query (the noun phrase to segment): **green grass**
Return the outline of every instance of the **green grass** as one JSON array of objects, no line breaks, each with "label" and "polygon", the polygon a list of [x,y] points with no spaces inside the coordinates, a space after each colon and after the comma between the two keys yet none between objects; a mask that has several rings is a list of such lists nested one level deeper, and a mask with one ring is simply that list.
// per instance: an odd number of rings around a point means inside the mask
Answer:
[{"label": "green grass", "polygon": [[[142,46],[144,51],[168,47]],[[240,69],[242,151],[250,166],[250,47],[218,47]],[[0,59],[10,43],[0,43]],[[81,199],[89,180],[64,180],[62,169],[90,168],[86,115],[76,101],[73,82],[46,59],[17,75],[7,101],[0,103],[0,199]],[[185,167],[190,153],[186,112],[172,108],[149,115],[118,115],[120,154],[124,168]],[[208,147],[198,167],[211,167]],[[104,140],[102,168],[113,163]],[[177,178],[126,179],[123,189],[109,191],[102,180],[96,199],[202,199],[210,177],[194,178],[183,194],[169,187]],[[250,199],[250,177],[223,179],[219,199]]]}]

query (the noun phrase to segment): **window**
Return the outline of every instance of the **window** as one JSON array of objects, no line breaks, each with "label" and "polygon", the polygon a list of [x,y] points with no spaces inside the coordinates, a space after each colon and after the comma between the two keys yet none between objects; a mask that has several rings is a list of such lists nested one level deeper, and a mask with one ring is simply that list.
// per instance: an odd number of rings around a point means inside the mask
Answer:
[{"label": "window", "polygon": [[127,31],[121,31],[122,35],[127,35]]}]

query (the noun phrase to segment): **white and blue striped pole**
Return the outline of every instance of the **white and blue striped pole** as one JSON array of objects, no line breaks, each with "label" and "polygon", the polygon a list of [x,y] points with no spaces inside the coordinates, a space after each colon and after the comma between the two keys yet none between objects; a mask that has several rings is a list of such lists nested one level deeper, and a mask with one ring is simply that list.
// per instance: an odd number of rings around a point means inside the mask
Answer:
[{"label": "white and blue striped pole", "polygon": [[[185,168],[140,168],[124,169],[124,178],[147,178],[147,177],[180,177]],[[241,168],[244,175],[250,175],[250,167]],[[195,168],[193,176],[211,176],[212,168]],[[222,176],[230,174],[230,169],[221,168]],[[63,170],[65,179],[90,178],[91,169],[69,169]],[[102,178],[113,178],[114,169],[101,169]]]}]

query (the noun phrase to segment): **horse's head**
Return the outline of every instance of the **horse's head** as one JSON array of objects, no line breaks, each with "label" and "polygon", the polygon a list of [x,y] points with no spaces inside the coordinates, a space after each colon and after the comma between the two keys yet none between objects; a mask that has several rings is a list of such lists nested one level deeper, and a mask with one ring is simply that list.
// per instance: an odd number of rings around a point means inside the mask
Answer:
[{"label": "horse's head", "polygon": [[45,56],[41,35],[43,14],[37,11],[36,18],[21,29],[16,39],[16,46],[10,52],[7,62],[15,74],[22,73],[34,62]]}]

══════

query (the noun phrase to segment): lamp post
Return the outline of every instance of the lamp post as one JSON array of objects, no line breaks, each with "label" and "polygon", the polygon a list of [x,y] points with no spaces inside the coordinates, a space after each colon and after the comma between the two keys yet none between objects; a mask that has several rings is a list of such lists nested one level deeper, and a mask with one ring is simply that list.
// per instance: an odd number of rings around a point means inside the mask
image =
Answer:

══════

[About this task] The answer must be every line of the records above that holds the word "lamp".

[Output for this exercise]
query (the noun phrase to segment): lamp post
Return the outline of every instance of the lamp post as one JSON array of objects, no line breaks, each with "label" and "polygon", the polygon a list of [x,y] points with no spaces inside the coordinates, a space after each colon and after the comma between the two keys yet none between objects; a mask that has several rings is a list of such lists nested one level deeper, and a mask with one ring is simply that list.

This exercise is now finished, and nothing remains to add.